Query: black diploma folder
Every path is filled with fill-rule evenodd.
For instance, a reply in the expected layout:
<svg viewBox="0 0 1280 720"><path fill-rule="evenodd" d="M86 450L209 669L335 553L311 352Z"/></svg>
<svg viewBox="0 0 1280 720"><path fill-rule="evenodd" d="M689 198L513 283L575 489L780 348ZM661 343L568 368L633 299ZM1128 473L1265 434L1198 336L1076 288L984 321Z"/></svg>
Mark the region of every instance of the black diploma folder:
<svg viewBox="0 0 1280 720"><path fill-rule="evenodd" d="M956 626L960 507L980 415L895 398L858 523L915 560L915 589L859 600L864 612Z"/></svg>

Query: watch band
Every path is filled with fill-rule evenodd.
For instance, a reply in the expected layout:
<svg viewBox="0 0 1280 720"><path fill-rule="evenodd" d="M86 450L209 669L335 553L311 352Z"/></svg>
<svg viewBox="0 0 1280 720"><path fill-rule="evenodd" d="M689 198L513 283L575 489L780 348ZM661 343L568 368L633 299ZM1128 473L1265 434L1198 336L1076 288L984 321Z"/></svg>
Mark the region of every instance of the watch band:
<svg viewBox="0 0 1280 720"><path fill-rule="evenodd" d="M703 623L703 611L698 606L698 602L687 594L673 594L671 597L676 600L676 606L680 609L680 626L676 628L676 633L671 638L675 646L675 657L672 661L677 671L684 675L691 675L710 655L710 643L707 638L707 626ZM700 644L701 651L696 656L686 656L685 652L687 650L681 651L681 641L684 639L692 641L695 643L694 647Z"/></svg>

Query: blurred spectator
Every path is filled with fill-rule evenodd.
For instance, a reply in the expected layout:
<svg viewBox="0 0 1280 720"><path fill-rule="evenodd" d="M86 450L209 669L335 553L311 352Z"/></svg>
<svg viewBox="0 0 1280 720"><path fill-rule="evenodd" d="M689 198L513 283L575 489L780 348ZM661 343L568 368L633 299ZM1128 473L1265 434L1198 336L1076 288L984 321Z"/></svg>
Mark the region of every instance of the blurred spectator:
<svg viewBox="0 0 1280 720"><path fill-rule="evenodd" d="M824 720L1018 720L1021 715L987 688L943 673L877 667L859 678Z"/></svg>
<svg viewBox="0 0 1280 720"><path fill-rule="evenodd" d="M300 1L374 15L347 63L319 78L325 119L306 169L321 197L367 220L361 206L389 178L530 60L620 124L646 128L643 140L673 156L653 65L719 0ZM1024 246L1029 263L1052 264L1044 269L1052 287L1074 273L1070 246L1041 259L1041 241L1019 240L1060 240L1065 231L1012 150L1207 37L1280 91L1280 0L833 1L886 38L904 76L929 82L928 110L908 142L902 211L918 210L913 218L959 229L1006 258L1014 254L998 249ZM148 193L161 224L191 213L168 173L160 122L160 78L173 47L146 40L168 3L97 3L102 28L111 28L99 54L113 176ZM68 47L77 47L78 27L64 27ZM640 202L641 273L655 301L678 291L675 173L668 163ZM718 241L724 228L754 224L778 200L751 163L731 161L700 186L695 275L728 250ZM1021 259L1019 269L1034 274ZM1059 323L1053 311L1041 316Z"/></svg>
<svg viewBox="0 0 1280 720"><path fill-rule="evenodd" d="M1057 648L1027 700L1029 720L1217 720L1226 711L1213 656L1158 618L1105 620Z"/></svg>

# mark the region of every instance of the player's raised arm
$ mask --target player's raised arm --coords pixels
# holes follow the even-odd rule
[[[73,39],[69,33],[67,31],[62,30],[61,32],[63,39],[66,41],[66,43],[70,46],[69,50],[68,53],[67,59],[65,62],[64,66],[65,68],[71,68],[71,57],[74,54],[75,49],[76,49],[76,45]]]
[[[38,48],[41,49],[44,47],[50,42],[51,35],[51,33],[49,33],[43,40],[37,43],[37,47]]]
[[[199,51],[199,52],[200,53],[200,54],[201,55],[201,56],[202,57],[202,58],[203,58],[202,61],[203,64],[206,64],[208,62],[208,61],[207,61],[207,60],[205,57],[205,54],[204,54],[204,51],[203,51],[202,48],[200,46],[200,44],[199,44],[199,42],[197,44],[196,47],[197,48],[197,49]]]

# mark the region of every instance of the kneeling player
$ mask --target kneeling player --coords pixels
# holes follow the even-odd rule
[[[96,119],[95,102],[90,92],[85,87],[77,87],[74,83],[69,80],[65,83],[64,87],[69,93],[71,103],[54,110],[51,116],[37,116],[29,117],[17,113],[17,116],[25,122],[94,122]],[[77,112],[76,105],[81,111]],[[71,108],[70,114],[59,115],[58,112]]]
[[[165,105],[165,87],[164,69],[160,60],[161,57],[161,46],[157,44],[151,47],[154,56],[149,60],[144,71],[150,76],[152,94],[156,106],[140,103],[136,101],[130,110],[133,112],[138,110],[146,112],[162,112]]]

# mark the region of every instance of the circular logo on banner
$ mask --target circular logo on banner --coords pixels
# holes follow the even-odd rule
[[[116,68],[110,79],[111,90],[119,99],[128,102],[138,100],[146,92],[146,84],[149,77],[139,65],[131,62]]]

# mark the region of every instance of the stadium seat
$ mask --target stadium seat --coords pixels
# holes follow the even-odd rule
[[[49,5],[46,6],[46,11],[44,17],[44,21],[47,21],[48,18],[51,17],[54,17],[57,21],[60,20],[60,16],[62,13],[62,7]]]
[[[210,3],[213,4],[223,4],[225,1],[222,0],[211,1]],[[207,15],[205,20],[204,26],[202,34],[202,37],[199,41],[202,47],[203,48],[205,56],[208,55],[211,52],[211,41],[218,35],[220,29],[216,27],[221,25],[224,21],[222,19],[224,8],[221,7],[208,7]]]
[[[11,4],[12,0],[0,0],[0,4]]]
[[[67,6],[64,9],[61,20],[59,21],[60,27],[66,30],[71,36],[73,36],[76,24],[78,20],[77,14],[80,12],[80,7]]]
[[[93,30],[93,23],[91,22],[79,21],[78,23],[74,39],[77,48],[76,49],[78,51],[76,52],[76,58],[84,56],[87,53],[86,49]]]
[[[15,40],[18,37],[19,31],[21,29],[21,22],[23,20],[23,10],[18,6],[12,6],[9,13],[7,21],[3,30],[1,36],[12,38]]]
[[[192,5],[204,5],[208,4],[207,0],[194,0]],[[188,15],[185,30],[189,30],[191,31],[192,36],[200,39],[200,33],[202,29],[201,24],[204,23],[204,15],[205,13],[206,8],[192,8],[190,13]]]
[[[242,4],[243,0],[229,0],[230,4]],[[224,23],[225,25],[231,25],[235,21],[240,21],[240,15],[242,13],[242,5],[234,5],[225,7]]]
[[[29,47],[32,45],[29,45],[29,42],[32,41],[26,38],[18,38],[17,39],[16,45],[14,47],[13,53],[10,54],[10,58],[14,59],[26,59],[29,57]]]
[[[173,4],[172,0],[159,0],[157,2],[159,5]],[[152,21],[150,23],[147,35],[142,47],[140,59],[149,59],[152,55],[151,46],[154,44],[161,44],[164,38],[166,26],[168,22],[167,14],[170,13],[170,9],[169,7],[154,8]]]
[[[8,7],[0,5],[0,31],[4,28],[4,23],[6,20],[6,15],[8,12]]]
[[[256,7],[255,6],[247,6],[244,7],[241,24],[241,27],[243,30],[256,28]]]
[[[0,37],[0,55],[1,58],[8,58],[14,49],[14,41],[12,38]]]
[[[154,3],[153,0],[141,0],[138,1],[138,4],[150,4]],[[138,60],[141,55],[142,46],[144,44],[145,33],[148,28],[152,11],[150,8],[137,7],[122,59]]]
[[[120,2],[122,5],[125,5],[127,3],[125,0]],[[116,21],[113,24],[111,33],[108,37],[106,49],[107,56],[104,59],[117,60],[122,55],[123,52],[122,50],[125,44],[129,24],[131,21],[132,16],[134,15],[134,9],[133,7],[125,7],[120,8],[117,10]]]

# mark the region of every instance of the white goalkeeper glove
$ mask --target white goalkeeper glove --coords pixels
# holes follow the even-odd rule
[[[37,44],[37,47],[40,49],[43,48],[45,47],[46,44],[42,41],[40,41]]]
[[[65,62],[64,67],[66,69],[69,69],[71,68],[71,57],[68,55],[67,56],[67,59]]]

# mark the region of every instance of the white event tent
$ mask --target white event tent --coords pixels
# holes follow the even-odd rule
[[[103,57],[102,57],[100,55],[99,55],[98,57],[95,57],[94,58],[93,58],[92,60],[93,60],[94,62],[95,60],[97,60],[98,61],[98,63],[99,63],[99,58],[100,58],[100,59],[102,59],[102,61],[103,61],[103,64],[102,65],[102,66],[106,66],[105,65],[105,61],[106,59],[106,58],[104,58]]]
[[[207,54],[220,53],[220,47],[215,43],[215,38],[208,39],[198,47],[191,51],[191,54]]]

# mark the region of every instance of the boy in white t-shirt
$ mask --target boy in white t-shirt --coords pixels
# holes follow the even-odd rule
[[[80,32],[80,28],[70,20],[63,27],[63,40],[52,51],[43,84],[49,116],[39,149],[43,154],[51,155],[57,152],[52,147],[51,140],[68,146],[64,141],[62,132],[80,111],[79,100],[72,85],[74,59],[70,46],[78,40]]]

───

Stated goal: Please copy the entries from the line containing "# mark the region of every instance of the white event" through the last line of the entries, requests included, and increase every pixel coordinate in the answers by 18.

The reply:
# mark the region of every instance of the white event tent
$ mask --target white event tent --coords pixels
# holes follow the even-odd rule
[[[121,75],[120,75],[118,73],[117,73],[116,75],[113,75],[112,76],[111,76],[110,78],[111,78],[112,80],[113,78],[115,78],[116,79],[116,81],[117,81],[117,76],[118,76],[118,77],[120,77],[120,79],[121,79],[121,82],[120,83],[120,84],[124,84],[123,83],[123,79],[124,77],[124,76],[122,76]]]
[[[225,72],[238,71],[238,65],[233,61],[233,56],[226,57],[216,65],[209,69],[209,72]]]

# mark the region of every instance of the boy in white t-shirt
$ mask --target boy in white t-shirt --coords pixels
# holes follow the even-odd rule
[[[98,50],[98,46],[88,38],[81,45],[81,58],[70,69],[61,102],[67,134],[57,167],[61,172],[69,173],[75,170],[70,165],[69,158],[86,164],[82,159],[80,150],[98,129],[97,118],[90,103],[92,77],[88,64],[96,58]]]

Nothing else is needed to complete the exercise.